**Required action**:
Only the pictures stay out; every record is to be quoted exactly.

**Point-per-instance localization data**:

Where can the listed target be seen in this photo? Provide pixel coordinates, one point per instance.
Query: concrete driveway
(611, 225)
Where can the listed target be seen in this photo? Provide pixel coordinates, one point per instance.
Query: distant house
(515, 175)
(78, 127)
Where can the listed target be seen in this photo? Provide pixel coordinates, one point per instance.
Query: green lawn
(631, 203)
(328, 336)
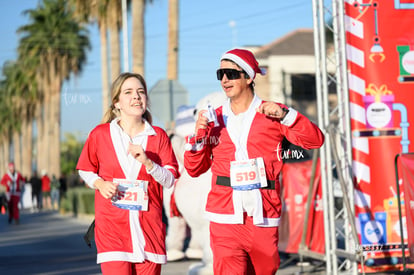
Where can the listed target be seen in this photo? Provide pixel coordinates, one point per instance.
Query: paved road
(48, 243)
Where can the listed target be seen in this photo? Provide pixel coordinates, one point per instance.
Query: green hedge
(78, 200)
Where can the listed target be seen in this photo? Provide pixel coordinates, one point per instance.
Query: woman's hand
(107, 189)
(138, 153)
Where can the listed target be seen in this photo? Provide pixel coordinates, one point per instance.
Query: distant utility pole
(125, 35)
(172, 63)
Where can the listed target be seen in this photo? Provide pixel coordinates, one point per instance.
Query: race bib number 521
(131, 195)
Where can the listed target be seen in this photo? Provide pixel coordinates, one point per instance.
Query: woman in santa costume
(13, 181)
(241, 142)
(129, 162)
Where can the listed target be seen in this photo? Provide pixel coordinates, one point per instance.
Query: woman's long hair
(113, 112)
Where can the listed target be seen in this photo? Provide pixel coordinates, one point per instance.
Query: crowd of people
(128, 161)
(35, 193)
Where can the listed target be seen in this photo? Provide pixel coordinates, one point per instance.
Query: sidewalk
(48, 243)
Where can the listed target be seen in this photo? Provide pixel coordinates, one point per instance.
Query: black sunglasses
(230, 73)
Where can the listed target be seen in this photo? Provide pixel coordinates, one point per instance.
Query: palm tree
(107, 13)
(95, 11)
(59, 43)
(19, 88)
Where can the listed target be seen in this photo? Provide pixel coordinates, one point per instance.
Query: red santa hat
(246, 60)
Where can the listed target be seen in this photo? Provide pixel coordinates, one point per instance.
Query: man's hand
(272, 109)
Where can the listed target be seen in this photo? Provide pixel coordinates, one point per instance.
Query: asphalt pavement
(49, 243)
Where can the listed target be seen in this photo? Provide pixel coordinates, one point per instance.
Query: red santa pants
(244, 249)
(127, 268)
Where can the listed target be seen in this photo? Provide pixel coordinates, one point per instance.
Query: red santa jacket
(13, 183)
(264, 137)
(119, 233)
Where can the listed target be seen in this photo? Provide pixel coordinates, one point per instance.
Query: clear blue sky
(205, 34)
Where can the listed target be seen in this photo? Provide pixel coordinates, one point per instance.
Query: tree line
(52, 48)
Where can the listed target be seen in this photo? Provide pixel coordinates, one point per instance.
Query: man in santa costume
(241, 143)
(13, 181)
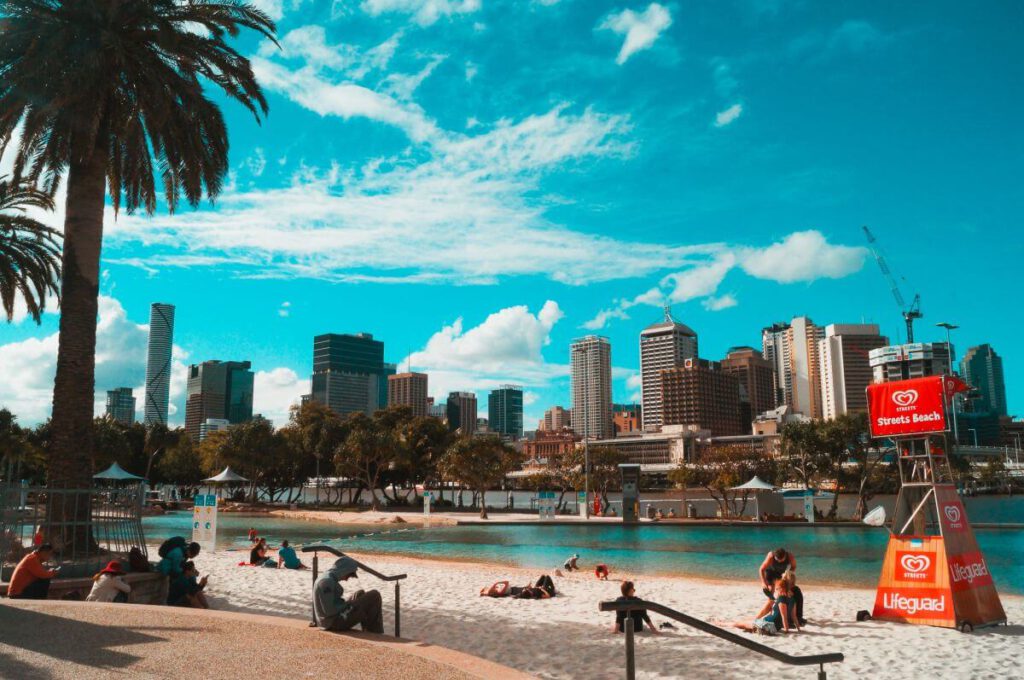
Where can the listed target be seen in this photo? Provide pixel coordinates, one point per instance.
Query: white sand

**Result below**:
Where can the listed target be seen in this photo? Provide pixel coordinates, one point per instance.
Query: concrete driveway
(611, 225)
Where can the listed target be seen in this photo? Provide pixel coordinates, one point per instance.
Query: distant house
(515, 175)
(78, 127)
Where can the listed target be seen in this photo? Provide pixel coordinates, one point per instance.
Query: green lawn
(631, 203)
(328, 336)
Where can the listed target be seen in this photo? Provide pixel coordinates, one point per instance.
Query: paved road
(48, 243)
Where can the listed target be seen in this photo? Provide pixel coordinates, one point per instance.
Query: green hedge
(78, 200)
Where can the listed target be seen in this photo? Provide pixel coordinates, one point per instance.
Query: woman's hand
(107, 189)
(138, 153)
Where can the listed target be seen in this photo? Provide pixel coordinates, one point per instance.
Query: distant utility pole
(125, 35)
(172, 63)
Where can the listed target be seen in this photo? Provide pixel coordinates, one point per instance.
Query: race bib number 521
(131, 195)
Where can the listed target be seen in this photo? Provide pixel coordinates, one point per instance.
Query: woman in santa costume
(13, 181)
(241, 142)
(129, 162)
Where can the listed target be seen in this photo? Provide pixel coordinates, one point per instance.
Query: woman's long hair
(113, 112)
Where can the listed target be seen in this photo? Provide pixel coordinates, one point per instance.
Query: crowd of people
(128, 161)
(35, 193)
Where can the listed target be seen in this photo? Provide pixel coordinates, one point per instance.
Query: sidewalk
(48, 243)
Where can the listed target be seen in this photo? Provide pixel coordinates, one point per instance.
Query: black sunglasses
(230, 73)
Where can the listed target be seen in this photo? Provide pixel coordinates, one point per instance.
Query: palm tree
(107, 13)
(95, 11)
(59, 43)
(19, 88)
Where can the listed target be seen in this photo? Provide pixel coordinates, one point per instance.
Query: red santa hat
(246, 60)
Where can the listed target be seen in this photo? Provide pixel coordinates, one point per instance.
Query: man's hand
(272, 109)
Where can the listed target be seen in this photo? Provide pixel coordinates, one point per instance.
Query: asphalt pavement
(49, 243)
Where can the listed target be seen in this photo? Provide pixel coordinates, one point per instance.
Query: red santa pants
(244, 249)
(127, 268)
Where can the listed target be seen in this photo? Provide pixel coordinates, one point per instance.
Query: red santa jacket
(13, 183)
(264, 137)
(119, 233)
Where can the listed target be seen in this photo? Provide pixel coordinates, one point per instance.
Query: clear blue sky
(205, 34)
Where can the listed target be seen in this photo? Provide pixel coordinates, one point per instance.
Query: tree line
(52, 48)
Where can the listed target be seen in this photo? Provide pixel coordinates, one point per instance.
Query: man in santa costume
(241, 143)
(13, 181)
Where can the listed target be seen in this photo? Provide pixel coordinates, one point per instance.
Query: white sand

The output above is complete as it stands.